◆ **ENTRIES**
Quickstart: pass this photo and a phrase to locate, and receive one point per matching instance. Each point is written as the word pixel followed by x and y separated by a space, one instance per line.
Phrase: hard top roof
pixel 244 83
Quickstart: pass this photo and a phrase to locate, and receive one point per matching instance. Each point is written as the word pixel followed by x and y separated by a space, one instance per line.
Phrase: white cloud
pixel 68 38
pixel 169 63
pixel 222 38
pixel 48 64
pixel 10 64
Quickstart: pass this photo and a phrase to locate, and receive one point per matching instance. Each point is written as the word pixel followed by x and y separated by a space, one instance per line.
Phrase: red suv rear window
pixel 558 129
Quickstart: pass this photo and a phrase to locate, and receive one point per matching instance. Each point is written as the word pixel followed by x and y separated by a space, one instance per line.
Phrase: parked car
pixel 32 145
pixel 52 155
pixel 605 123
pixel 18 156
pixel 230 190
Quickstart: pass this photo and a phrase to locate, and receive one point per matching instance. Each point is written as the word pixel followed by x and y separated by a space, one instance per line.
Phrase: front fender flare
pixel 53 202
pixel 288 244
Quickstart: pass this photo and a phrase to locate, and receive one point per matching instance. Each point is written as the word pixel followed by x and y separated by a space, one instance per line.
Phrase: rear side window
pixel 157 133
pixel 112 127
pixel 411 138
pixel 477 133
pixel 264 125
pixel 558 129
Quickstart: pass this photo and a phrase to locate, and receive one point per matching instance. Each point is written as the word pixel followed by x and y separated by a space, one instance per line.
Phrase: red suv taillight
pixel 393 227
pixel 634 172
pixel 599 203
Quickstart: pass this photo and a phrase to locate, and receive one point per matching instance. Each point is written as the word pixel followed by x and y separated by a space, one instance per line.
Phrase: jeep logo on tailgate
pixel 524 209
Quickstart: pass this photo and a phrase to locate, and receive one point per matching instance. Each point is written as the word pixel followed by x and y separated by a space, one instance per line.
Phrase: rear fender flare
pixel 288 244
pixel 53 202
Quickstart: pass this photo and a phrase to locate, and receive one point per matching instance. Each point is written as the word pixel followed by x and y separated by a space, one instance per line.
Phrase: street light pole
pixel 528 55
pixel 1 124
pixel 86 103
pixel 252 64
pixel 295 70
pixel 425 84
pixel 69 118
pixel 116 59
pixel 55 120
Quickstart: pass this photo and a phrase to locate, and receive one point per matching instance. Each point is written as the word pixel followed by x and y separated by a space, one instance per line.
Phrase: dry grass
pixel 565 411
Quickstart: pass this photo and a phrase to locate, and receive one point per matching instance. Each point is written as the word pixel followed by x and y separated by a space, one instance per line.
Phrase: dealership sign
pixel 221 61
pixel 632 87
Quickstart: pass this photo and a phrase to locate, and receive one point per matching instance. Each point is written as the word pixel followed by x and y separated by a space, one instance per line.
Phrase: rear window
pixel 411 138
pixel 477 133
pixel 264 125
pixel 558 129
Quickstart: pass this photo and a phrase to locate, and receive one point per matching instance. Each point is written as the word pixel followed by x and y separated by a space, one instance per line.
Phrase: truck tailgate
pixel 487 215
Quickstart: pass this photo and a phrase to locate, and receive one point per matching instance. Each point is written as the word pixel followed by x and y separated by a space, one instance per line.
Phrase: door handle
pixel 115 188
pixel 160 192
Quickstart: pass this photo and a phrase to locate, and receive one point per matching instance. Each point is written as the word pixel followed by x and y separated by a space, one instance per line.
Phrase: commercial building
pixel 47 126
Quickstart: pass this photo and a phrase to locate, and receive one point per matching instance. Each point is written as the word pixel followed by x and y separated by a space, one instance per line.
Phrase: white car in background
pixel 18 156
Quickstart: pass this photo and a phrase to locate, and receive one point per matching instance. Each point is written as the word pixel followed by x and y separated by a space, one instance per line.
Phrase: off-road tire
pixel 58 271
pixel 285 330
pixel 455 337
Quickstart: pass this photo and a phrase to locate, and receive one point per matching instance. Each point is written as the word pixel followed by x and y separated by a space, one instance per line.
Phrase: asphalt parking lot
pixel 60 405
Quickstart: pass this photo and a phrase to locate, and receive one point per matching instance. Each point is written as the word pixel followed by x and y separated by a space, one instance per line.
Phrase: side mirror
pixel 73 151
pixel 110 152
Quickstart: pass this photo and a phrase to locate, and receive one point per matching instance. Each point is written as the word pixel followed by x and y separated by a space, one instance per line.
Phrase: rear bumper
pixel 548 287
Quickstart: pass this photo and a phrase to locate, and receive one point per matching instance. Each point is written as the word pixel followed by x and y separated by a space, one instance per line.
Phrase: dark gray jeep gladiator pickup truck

◆ **PROBLEM STATEMENT**
Return each line above in which the string "side" appears.

◆ **WRITTEN SOLUTION**
Phrase: rear side window
Phrase: side mirror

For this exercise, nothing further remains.